# [AUFGABENSTELLUNG]
Setze das Interview über Existenzgründung in Hamburg im Anschluss an seinen letzten Satz fort.

# [VORLIEGENDER TEXT]
Claudia Dittrich: Klar, auf jeden Fall! Wir versuchen zum Beispiel, die doch recht verbreitete “Angst” vorm Businessplan zu nehmen. Und auch wenn es um die Finanzplanung geht, dann machen wir Mut. An der Planung wird es nicht scheitern. Wir als “hei. Hamburger ExistenzgründungsInitiative” sind für alle Gründungswilligen und -interessierten die erste Anlaufstelle hier in Hamburg.
Du sprichst es im Prinzip schon an: Viele Menschen haben eine wirklich gute Idee, doch der nächste Schritt fällt häufig schwer. Wie gehe ich es denn an, meine Idee “professionell zu denken”?

# [MATERIAL]

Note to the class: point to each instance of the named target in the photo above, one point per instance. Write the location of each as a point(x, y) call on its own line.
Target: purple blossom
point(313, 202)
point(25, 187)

# [SCHRIFTLICHE ANTWORT]
Als erstes empfehlen wir, sich hinzusetzen und die relevanten Punkte einer Idee – aus der ja im Idealfall ein Geschäft werden soll – der Reihe nach zu durchdenken und aufzuschreiben. Dazu gehören beispielsweise Fragen nach dem Konzept an sich genauso wie Fragen nach der Zielgruppe, dem Wettbewerb, dem Marktumfeld oder dem Alleinstellungsmerkmal: was macht meine Idee einzigartig?
Gibt es typische „Anfängerfehler“? Und wie kann ich als Gründer versuchen, diese zu vermeiden?
Es hilft auf jeden Fall, sich gleich zu Beginn seiner Überlegungen Hilfe und Beratung zu holen. Manch ein Gründer sitzt sehr lange in seinem “stillen Kämmerlein”, bevor er sich mit seiner Idee und seinen Fragen dazu nach draußen wagt. Dabei erleben wir immer wieder, dass der Austausch mit Experten, mit Unterstützern und auch mit anderen Gründerinnen und Gründern enorm weiterhilft. Und es gibt eben auch Aspekte, die von Anfang an realistisch durchdacht und eingeschätzt werden sollten, um später Enttäuschungen zu vermeiden.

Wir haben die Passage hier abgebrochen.